__Compito__
Filtra le voci qui sotto e riporta ogni riga in cui compare la parola "background". Maiuscole e minuscole contano.
- - -
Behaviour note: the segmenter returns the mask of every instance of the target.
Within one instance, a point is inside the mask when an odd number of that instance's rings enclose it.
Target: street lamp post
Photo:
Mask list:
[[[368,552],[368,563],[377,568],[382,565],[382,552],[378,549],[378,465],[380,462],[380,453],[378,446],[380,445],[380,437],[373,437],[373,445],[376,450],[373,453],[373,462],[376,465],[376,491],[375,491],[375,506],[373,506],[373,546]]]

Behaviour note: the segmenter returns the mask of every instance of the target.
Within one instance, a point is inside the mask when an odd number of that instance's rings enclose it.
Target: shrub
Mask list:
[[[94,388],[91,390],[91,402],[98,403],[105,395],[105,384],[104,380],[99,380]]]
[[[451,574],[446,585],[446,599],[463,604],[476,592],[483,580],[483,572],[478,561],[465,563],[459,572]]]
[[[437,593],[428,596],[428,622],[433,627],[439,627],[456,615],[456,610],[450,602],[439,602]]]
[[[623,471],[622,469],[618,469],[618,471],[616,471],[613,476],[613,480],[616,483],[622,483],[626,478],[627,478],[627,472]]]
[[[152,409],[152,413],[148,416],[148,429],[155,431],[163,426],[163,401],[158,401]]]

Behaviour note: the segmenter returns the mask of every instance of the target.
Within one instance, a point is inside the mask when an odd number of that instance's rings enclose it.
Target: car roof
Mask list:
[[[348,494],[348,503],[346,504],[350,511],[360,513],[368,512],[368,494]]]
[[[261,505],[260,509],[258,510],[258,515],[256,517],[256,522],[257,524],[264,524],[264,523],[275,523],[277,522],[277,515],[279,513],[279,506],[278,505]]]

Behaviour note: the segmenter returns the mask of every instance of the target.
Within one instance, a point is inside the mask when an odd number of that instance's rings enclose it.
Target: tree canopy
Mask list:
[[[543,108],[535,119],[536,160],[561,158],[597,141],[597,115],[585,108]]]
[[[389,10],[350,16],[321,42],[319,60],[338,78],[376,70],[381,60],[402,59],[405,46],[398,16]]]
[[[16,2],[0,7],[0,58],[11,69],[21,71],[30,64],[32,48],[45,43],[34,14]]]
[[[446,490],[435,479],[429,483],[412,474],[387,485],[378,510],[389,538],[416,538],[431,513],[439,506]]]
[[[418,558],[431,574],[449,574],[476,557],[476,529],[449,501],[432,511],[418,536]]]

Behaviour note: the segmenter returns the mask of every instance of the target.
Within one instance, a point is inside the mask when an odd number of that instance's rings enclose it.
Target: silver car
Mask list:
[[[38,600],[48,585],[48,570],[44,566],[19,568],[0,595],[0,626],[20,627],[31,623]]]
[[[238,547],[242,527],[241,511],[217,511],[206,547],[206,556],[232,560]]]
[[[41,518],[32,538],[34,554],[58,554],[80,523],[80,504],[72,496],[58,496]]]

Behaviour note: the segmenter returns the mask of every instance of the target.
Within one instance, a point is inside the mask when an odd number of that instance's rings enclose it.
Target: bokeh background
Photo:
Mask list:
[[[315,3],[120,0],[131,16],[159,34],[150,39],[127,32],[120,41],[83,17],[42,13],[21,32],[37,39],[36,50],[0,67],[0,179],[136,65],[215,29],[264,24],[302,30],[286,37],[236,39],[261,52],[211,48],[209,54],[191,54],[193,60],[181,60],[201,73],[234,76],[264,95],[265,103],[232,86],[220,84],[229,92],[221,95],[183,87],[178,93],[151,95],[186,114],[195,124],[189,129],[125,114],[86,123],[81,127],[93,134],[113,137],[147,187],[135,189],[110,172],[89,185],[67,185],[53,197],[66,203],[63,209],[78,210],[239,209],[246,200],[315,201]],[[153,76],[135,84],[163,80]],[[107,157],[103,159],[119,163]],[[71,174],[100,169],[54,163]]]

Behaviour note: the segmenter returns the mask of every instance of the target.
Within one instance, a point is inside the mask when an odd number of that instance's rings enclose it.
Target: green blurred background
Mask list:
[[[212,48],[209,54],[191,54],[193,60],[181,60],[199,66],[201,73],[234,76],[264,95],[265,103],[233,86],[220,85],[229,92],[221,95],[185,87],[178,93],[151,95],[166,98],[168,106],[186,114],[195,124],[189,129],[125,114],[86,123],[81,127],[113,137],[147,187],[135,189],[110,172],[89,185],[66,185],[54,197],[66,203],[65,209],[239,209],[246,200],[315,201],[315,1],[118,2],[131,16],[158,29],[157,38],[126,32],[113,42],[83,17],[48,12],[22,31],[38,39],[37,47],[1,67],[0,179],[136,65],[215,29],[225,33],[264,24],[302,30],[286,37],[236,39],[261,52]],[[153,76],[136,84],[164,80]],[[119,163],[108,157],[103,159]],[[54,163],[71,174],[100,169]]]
- - -
__Soluzione__
Target: bokeh background
Target: green blurred background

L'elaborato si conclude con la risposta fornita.